_WHAT IS EXPECTED_. Render the stretch from the start of the records through the line containing "198 136 L 178" as a JSON list of strings, with one string per line and blank lines omitted.

_EXERCISE MATERIALS_.
━━━━━━━━

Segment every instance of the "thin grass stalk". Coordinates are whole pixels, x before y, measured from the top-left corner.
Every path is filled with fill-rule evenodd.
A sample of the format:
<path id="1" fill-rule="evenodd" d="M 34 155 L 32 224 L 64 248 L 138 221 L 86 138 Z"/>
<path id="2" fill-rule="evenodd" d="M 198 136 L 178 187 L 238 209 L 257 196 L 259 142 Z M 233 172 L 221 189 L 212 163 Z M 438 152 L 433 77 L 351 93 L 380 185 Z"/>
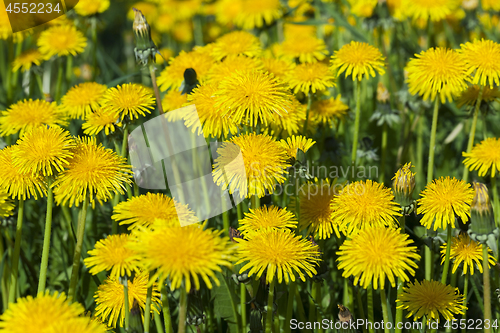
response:
<path id="1" fill-rule="evenodd" d="M 405 233 L 405 222 L 406 222 L 406 216 L 403 213 L 403 216 L 401 217 L 401 233 Z M 398 290 L 397 290 L 397 297 L 396 299 L 401 299 L 401 295 L 403 294 L 403 286 L 404 286 L 404 280 L 400 277 L 398 277 Z M 403 308 L 397 308 L 396 307 L 396 320 L 395 323 L 402 323 L 403 322 Z M 398 328 L 396 326 L 396 333 L 401 333 L 403 330 L 402 328 Z"/>
<path id="2" fill-rule="evenodd" d="M 431 128 L 431 142 L 429 144 L 429 164 L 427 165 L 427 184 L 432 182 L 433 172 L 434 172 L 434 151 L 436 145 L 436 130 L 437 130 L 437 119 L 439 114 L 439 99 L 436 98 L 434 102 L 434 112 L 432 113 L 432 128 Z M 427 234 L 427 229 L 426 229 Z M 431 249 L 425 247 L 425 279 L 430 281 L 432 278 L 432 262 L 434 254 Z"/>
<path id="3" fill-rule="evenodd" d="M 479 89 L 479 94 L 477 95 L 476 106 L 474 107 L 474 116 L 472 117 L 472 125 L 469 132 L 469 142 L 467 143 L 467 153 L 470 153 L 472 147 L 474 146 L 474 137 L 476 136 L 476 126 L 477 126 L 477 116 L 479 115 L 479 107 L 481 106 L 481 100 L 483 99 L 484 86 Z M 464 165 L 464 174 L 462 179 L 467 183 L 469 179 L 469 168 Z"/>
<path id="4" fill-rule="evenodd" d="M 463 320 L 465 322 L 467 322 L 467 293 L 468 293 L 468 288 L 469 288 L 469 274 L 465 274 L 464 276 L 464 307 L 465 307 L 465 310 L 464 310 L 464 314 L 462 316 Z M 466 328 L 462 328 L 462 332 L 463 333 L 466 333 L 467 330 Z"/>
<path id="5" fill-rule="evenodd" d="M 375 316 L 373 315 L 373 285 L 370 283 L 366 289 L 366 303 L 368 307 L 368 321 L 373 323 L 375 321 Z M 375 333 L 373 326 L 368 329 L 370 333 Z"/>
<path id="6" fill-rule="evenodd" d="M 285 317 L 285 333 L 291 332 L 291 327 L 289 325 L 290 320 L 292 320 L 293 316 L 293 300 L 295 296 L 295 289 L 297 289 L 297 282 L 290 281 L 290 285 L 288 287 L 288 304 L 286 306 L 286 317 Z"/>
<path id="7" fill-rule="evenodd" d="M 47 282 L 47 267 L 49 266 L 50 236 L 52 231 L 52 206 L 54 205 L 54 194 L 52 192 L 52 181 L 48 180 L 47 191 L 47 213 L 45 215 L 45 233 L 43 236 L 42 263 L 40 264 L 40 276 L 38 278 L 38 294 L 45 291 Z"/>
<path id="8" fill-rule="evenodd" d="M 168 293 L 165 283 L 161 286 L 161 306 L 163 312 L 163 324 L 165 325 L 165 333 L 174 333 L 172 327 L 172 318 L 170 316 L 170 306 L 168 304 Z"/>
<path id="9" fill-rule="evenodd" d="M 309 113 L 311 111 L 312 95 L 311 92 L 307 94 L 307 109 L 306 109 L 306 121 L 304 122 L 304 128 L 302 129 L 302 134 L 307 134 L 307 123 L 309 122 Z"/>
<path id="10" fill-rule="evenodd" d="M 384 322 L 389 322 L 389 310 L 387 309 L 387 296 L 385 294 L 385 289 L 380 288 L 380 303 L 382 303 L 382 315 L 384 317 Z M 384 332 L 390 333 L 391 330 L 387 328 L 387 325 L 384 325 Z"/>
<path id="11" fill-rule="evenodd" d="M 484 313 L 483 322 L 491 321 L 491 286 L 490 286 L 490 265 L 488 262 L 488 245 L 483 244 L 483 302 Z M 491 333 L 491 325 L 484 328 L 484 333 Z"/>
<path id="12" fill-rule="evenodd" d="M 181 287 L 181 298 L 179 302 L 179 327 L 177 333 L 186 333 L 186 314 L 187 314 L 187 291 L 184 286 Z M 145 332 L 146 333 L 146 332 Z"/>
<path id="13" fill-rule="evenodd" d="M 451 226 L 449 225 L 447 228 L 447 237 L 446 237 L 446 256 L 444 257 L 444 267 L 443 267 L 443 275 L 441 276 L 441 283 L 446 284 L 446 280 L 448 277 L 448 270 L 450 268 L 450 252 L 451 252 Z"/>
<path id="14" fill-rule="evenodd" d="M 16 301 L 17 279 L 19 278 L 19 254 L 21 253 L 21 238 L 23 232 L 24 199 L 19 199 L 17 210 L 16 239 L 14 242 L 14 254 L 12 255 L 12 269 L 10 272 L 9 303 Z M 7 304 L 8 307 L 8 304 Z"/>
<path id="15" fill-rule="evenodd" d="M 123 300 L 125 303 L 125 331 L 128 331 L 130 327 L 130 304 L 128 300 L 128 277 L 123 278 Z"/>
<path id="16" fill-rule="evenodd" d="M 241 304 L 241 332 L 247 330 L 247 288 L 244 283 L 240 283 L 240 304 Z"/>
<path id="17" fill-rule="evenodd" d="M 78 270 L 80 268 L 80 259 L 82 256 L 83 237 L 85 235 L 85 222 L 87 221 L 87 208 L 89 205 L 89 196 L 85 196 L 83 201 L 82 210 L 78 218 L 78 226 L 76 228 L 76 245 L 75 253 L 73 255 L 73 268 L 71 269 L 71 280 L 68 290 L 68 299 L 70 301 L 76 300 L 76 287 L 78 285 Z"/>
<path id="18" fill-rule="evenodd" d="M 271 333 L 273 331 L 273 307 L 274 307 L 275 284 L 276 284 L 276 279 L 273 279 L 271 281 L 271 284 L 269 285 L 269 295 L 267 297 L 266 333 Z"/>
<path id="19" fill-rule="evenodd" d="M 151 278 L 151 274 L 149 275 Z M 149 327 L 151 326 L 151 295 L 153 294 L 153 284 L 148 287 L 146 293 L 146 304 L 144 306 L 144 333 L 149 333 Z M 179 331 L 180 332 L 180 331 Z"/>
<path id="20" fill-rule="evenodd" d="M 361 118 L 361 81 L 357 80 L 354 84 L 354 96 L 356 98 L 356 118 L 354 120 L 354 136 L 352 141 L 351 164 L 356 166 L 358 158 L 358 137 L 359 123 Z"/>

━━━━━━━━

_WRITTEN SOLUTION_.
[
  "Segment every instance of the \"thin grass stalk\". Coordinates are whole pixels, x before y, measured from the top-left corner.",
  "Every path is filled with fill-rule evenodd.",
  "A sample of the format:",
  "<path id=\"1\" fill-rule=\"evenodd\" d=\"M 34 155 L 32 224 L 64 248 L 138 221 L 86 138 Z\"/>",
  "<path id=\"2\" fill-rule=\"evenodd\" d=\"M 198 136 L 178 187 L 238 209 L 257 196 L 259 142 Z M 233 172 L 221 189 L 212 163 Z M 438 152 L 433 77 L 351 93 L 380 185 Z\"/>"
]